TASK STATEMENT:
Pull out each line of the records holding the string "below".

INPUT:

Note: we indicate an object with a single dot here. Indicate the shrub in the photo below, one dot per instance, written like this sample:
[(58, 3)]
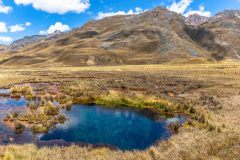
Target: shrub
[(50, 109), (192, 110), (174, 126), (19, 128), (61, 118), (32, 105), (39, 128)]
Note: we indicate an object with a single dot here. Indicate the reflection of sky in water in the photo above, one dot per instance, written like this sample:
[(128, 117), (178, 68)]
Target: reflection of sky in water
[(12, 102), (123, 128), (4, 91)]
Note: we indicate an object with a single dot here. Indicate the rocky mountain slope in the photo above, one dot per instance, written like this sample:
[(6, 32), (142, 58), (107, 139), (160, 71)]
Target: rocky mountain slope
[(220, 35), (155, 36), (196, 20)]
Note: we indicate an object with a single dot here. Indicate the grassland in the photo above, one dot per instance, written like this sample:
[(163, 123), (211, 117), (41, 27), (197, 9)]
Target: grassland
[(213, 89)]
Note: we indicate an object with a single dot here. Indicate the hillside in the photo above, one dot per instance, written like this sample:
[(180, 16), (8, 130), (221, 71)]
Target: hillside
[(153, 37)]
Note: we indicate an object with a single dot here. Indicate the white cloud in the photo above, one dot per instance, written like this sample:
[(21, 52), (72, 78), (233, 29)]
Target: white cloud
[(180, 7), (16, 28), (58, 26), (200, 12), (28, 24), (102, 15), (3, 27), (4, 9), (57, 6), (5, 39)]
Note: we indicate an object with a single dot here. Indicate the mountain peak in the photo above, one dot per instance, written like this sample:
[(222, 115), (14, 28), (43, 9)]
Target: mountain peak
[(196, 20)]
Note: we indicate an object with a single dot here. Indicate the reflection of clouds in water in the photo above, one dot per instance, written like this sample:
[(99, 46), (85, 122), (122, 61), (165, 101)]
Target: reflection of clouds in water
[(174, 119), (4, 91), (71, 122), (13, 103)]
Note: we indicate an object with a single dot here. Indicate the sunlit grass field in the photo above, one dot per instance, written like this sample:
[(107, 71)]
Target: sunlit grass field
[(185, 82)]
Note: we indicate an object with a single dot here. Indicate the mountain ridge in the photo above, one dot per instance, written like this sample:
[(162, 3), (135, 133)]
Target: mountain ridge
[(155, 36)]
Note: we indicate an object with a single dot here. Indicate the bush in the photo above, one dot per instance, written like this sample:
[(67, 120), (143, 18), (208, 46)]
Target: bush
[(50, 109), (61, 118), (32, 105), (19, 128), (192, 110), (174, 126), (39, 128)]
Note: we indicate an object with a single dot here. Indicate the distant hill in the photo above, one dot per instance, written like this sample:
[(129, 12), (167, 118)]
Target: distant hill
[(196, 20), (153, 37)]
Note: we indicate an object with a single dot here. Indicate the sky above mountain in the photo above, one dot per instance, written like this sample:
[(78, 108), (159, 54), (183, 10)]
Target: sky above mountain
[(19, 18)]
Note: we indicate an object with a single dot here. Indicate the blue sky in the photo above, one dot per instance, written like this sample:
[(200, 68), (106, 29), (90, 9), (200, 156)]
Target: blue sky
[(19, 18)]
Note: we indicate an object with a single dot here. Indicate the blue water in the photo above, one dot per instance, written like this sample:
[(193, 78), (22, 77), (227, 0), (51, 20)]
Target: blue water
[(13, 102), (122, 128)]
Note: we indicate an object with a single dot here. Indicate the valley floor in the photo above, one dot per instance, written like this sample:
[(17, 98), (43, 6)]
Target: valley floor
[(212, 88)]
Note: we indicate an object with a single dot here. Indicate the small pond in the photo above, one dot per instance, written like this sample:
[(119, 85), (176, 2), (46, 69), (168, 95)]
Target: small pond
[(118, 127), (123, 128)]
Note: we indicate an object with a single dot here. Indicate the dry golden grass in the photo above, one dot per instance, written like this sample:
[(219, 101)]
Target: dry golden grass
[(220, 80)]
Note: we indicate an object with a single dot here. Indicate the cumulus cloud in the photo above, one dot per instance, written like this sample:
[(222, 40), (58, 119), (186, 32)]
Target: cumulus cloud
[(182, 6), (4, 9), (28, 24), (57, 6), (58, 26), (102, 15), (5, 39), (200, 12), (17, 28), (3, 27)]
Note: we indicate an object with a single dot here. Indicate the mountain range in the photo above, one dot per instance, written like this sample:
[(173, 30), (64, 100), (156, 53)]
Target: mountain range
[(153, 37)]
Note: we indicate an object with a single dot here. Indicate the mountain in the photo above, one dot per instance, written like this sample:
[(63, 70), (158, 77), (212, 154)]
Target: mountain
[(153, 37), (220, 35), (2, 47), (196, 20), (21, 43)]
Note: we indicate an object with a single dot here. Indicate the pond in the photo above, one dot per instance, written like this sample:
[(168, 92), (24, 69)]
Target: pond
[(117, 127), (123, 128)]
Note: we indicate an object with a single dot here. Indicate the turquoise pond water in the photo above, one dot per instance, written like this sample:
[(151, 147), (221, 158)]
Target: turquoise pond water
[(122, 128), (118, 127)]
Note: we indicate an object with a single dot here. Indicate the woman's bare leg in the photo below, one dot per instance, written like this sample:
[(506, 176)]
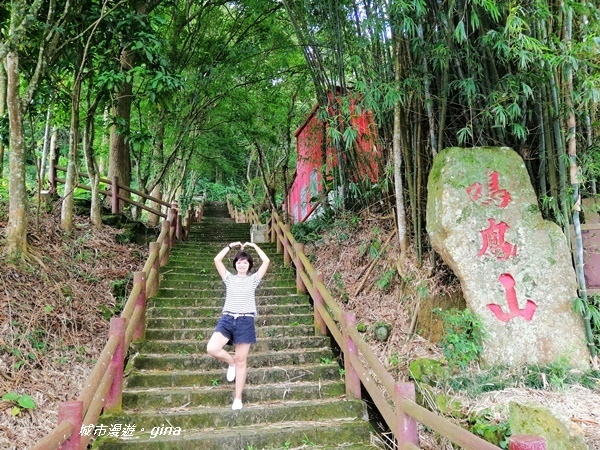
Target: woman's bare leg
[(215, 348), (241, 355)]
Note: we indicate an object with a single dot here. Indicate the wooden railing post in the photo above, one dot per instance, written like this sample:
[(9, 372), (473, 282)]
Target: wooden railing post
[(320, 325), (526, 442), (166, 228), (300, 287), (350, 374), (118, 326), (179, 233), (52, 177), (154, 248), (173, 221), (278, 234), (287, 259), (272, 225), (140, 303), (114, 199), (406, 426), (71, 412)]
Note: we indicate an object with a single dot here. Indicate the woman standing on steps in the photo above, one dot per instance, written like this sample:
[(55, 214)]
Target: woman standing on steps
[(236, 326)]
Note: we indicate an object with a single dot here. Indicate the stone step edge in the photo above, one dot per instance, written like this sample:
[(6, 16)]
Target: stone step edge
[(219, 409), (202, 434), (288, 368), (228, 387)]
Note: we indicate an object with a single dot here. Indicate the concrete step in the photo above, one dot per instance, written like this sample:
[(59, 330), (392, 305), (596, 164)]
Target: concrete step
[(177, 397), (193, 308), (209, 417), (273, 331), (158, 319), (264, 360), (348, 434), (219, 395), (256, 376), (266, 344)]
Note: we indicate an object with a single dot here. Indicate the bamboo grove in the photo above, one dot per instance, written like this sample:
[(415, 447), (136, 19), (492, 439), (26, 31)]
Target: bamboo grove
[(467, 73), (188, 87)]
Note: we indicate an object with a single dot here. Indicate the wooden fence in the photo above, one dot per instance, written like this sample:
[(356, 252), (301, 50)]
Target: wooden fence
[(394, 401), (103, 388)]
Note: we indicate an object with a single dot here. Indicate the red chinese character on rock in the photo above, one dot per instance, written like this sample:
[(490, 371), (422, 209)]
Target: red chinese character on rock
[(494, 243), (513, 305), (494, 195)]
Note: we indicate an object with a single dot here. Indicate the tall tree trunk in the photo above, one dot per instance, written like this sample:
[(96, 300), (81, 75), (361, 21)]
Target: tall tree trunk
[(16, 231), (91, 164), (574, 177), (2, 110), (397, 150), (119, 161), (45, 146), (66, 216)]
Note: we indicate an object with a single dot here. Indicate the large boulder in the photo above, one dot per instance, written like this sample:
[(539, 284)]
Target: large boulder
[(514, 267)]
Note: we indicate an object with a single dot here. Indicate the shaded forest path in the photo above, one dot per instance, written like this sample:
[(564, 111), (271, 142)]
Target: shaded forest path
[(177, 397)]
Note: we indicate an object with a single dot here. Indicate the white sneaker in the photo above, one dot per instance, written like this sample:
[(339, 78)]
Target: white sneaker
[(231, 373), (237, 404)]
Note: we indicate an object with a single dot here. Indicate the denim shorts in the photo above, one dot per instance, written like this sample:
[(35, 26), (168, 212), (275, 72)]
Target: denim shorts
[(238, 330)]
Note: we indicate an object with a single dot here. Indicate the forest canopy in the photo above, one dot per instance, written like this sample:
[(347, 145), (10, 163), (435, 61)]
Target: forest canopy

TASK ANSWER:
Note: we indicate an object with a single dot here. Indicate the shrub in the photo below, one dot per instance, written like this sample:
Note: we indicate an object with a single dot here. Indicate the woman's bare leg in the photo below, one dot per instance, written like this sample:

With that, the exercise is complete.